* [Text excerpt]
= Beginning of Section =

I Could Have Had A VA
Good morning and welcome to our Monday edition of “What’s Right and Left of the World.” I often find myself sitting at the crossroads, wondering what subject to broach. Ideally, it would be something interesting or unusual that I can add my sophisticated sense of humor to. Some of the blogs recently have dealt with heavy news (pollution, hunger, wild monkeys) rather than my escapades at the beach while tracking a Charlotte bobcat. Today we’re going to take the more serious and Roebuck route because this next story is a shocker.
Here’s the double scoop. More than 120 veterans of the wars in Afghanistan and Iraq commit suicide each week while the government stalls in granting returning troops the mental health treatment and benefits to which they are entitled to. This is according to a veterans advocate who testified before a federal judge last week in San Francisco.
The rights of hundreds of thousands of veterans are being violated by the Department of Veteran Affairs, “an agency that is in denial” and by a government health care system and appeals process for patients that is “broken down,” according to Gordon Erspamer, lawyer for two veterans advocacy groups, who made these remarks in an opening statement at the trial of a nationwide lawsuit. So now rather than just extending our soldiers tours of duty and prolonging the families pain, we’re screwing around with their heads when they return home.

= End of Section =

* [Data extracts]
= Beginning of Section =

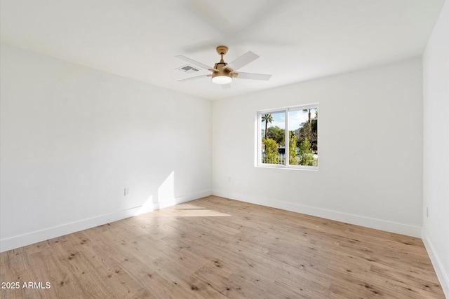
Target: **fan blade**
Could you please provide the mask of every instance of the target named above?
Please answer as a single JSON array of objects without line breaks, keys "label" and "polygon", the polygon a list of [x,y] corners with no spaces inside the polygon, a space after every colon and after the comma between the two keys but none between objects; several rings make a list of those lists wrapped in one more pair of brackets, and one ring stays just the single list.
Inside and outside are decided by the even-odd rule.
[{"label": "fan blade", "polygon": [[272,75],[265,75],[263,74],[253,74],[253,73],[242,73],[238,71],[233,73],[237,75],[236,77],[237,79],[250,79],[250,80],[269,80],[272,78]]},{"label": "fan blade", "polygon": [[189,80],[199,79],[200,78],[210,77],[210,75],[196,76],[195,77],[187,78],[187,79],[178,80],[177,82],[188,81]]},{"label": "fan blade", "polygon": [[198,62],[197,61],[195,61],[194,60],[191,60],[189,57],[186,57],[185,56],[182,56],[182,55],[177,55],[177,57],[182,59],[184,61],[187,61],[187,62],[190,62],[191,64],[192,64],[193,65],[194,65],[195,67],[198,67],[201,69],[212,69],[212,70],[215,70],[215,71],[217,71],[217,69],[214,69],[213,67],[208,67],[206,64],[203,64],[201,62]]},{"label": "fan blade", "polygon": [[235,60],[227,64],[227,65],[223,69],[232,69],[233,71],[236,71],[237,69],[245,67],[248,63],[253,62],[254,60],[259,58],[259,55],[253,53],[251,51],[248,51],[243,55],[240,56]]}]

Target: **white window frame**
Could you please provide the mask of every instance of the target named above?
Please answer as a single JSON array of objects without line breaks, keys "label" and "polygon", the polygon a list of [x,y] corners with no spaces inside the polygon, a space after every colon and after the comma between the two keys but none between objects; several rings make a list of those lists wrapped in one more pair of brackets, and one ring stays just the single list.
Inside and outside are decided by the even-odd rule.
[{"label": "white window frame", "polygon": [[[260,110],[258,111],[257,111],[257,146],[255,146],[256,148],[256,155],[255,156],[257,157],[257,163],[255,165],[256,167],[264,167],[264,168],[283,168],[283,169],[302,169],[302,170],[318,170],[319,167],[319,165],[318,166],[309,166],[309,165],[290,165],[289,163],[289,159],[288,159],[288,155],[290,155],[289,153],[289,142],[290,142],[290,139],[288,138],[288,132],[289,128],[288,128],[288,112],[289,111],[300,111],[300,110],[305,110],[305,109],[316,109],[317,111],[319,111],[319,103],[311,103],[311,104],[304,104],[304,105],[298,105],[298,106],[288,106],[288,107],[283,107],[283,108],[278,108],[278,109],[264,109],[264,110]],[[284,140],[285,140],[285,160],[286,160],[286,164],[268,164],[268,163],[262,163],[262,121],[261,121],[261,118],[262,116],[264,114],[272,114],[272,113],[279,113],[279,112],[283,112],[285,113],[286,116],[286,119],[285,119],[285,136],[284,136]],[[316,128],[316,132],[317,132],[317,142],[319,144],[319,116],[317,116],[317,121],[318,121],[318,127]]]}]

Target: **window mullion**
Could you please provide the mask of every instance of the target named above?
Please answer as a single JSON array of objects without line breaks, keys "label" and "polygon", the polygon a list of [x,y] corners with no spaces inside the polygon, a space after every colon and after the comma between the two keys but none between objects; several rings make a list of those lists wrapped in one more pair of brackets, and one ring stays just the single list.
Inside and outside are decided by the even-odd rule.
[{"label": "window mullion", "polygon": [[288,139],[288,109],[286,109],[284,111],[284,113],[286,113],[286,116],[285,116],[285,119],[286,119],[286,123],[284,125],[284,127],[285,129],[285,132],[284,132],[284,138],[286,141],[284,142],[285,145],[285,157],[286,157],[286,166],[287,167],[288,167],[288,166],[290,165],[290,139]]}]

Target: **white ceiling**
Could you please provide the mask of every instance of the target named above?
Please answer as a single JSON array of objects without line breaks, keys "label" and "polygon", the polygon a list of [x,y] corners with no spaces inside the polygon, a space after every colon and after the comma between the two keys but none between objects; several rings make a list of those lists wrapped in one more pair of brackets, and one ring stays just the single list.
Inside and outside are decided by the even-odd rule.
[{"label": "white ceiling", "polygon": [[[209,99],[419,56],[444,0],[1,0],[1,43]],[[175,69],[248,50],[223,90]]]}]

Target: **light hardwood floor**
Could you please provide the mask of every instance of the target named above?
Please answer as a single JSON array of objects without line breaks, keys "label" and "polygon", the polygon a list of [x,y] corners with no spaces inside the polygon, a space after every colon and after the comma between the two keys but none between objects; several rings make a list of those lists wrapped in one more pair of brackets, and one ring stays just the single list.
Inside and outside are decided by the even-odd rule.
[{"label": "light hardwood floor", "polygon": [[2,298],[444,298],[419,238],[215,196],[0,262]]}]

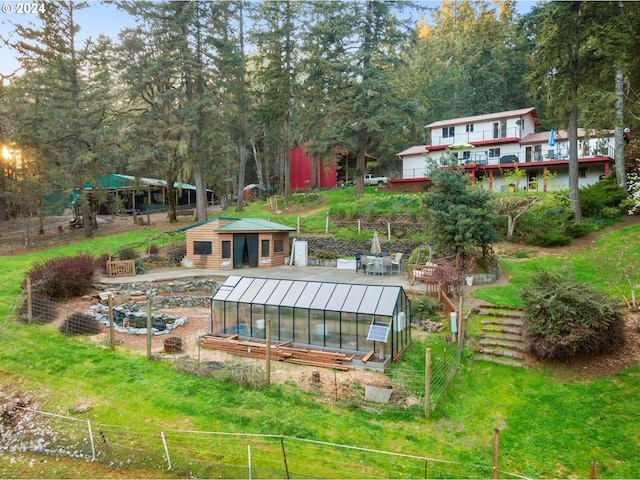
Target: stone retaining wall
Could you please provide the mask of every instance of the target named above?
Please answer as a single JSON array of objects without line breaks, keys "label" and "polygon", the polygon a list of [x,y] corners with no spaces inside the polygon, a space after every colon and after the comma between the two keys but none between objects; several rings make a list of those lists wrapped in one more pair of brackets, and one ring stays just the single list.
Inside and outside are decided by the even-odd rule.
[{"label": "stone retaining wall", "polygon": [[[142,293],[151,300],[152,308],[195,308],[211,306],[211,296],[218,288],[213,280],[187,280],[171,282],[134,282],[95,285],[97,290],[109,290],[123,296]],[[194,294],[190,295],[189,292]],[[195,294],[195,292],[198,292]]]}]

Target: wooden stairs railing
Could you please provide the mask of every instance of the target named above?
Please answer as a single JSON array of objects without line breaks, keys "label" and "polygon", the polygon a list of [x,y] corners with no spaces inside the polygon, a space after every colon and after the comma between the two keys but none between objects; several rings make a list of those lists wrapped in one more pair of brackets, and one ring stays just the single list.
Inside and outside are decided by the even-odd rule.
[{"label": "wooden stairs railing", "polygon": [[482,332],[474,348],[474,359],[523,367],[525,347],[522,310],[481,305],[474,313],[484,318],[481,320]]}]

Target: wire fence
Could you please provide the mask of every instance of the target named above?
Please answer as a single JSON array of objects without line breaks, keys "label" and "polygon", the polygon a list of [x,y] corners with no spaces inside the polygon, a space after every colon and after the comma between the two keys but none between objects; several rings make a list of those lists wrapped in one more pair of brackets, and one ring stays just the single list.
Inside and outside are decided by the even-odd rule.
[{"label": "wire fence", "polygon": [[[5,410],[5,453],[30,452],[181,478],[488,478],[494,469],[290,437],[109,425],[36,409]],[[524,478],[500,471],[502,477]]]}]

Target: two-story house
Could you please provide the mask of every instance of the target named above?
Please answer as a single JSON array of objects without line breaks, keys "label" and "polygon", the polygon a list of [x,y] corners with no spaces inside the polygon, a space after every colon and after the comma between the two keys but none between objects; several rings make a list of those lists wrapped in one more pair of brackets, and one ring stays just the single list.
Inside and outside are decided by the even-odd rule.
[{"label": "two-story house", "polygon": [[[429,145],[408,148],[402,159],[402,184],[424,181],[443,157],[457,163],[492,191],[547,191],[569,186],[569,138],[563,130],[536,133],[540,125],[535,108],[455,118],[430,123]],[[609,175],[614,166],[614,132],[578,129],[579,185],[593,184]],[[514,181],[514,165],[523,175]]]}]

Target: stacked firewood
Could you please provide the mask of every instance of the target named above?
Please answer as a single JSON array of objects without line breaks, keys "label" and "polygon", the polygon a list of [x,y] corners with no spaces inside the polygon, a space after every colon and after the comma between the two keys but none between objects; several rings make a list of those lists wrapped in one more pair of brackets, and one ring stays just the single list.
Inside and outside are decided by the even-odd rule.
[{"label": "stacked firewood", "polygon": [[[230,337],[205,335],[200,338],[200,346],[202,348],[221,350],[233,355],[250,358],[265,359],[267,357],[266,344],[238,340],[238,337],[239,335],[232,335]],[[349,356],[340,352],[297,348],[293,346],[293,342],[272,345],[270,356],[271,360],[274,361],[309,365],[312,367],[333,368],[344,371],[354,368],[352,365],[344,364],[344,362],[353,360],[354,355]]]}]

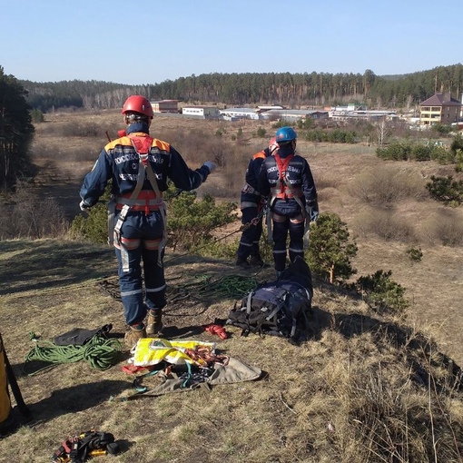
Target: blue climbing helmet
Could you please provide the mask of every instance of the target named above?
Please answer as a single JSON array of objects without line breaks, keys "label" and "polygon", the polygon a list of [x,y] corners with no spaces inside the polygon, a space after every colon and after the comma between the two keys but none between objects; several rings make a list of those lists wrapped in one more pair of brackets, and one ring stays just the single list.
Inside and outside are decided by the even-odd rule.
[{"label": "blue climbing helmet", "polygon": [[298,138],[298,134],[292,127],[281,127],[275,133],[277,143],[286,143]]}]

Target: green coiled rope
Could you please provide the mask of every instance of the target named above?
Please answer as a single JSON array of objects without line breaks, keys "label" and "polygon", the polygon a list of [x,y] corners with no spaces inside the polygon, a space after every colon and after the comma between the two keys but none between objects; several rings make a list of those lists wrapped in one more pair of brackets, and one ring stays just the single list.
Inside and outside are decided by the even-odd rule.
[{"label": "green coiled rope", "polygon": [[39,360],[47,365],[32,373],[29,376],[37,374],[40,371],[48,369],[61,363],[74,363],[76,361],[86,361],[95,369],[104,370],[115,365],[120,359],[122,344],[118,340],[106,339],[102,336],[94,336],[85,344],[58,346],[52,341],[39,341],[34,333],[31,339],[34,340],[35,346],[25,356],[25,365],[33,360]]}]

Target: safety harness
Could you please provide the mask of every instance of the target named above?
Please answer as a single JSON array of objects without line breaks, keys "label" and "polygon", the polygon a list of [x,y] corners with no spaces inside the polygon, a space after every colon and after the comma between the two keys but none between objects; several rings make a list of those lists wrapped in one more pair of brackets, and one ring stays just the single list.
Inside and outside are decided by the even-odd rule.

= End of Section =

* [What the task asks]
Summarize the blog post above in two sentences.

* [Task answer]
In a serious turn for its Monday edition, the blog post reports a veterans advocate's testimony before a federal judge in San Francisco that more than 120 veterans of the wars in Afghanistan and Iraq commit suicide each week while the government stalls on the mental health treatment and benefits owed to them. It also relays claims by Gordon Erspamer, a lawyer for two veterans advocacy groups, in his opening statement at a nationwide lawsuit's trial that the Department of Veteran Affairs is violating the rights of hundreds of thousands of veterans and that its health care system and appeals process are "broken down."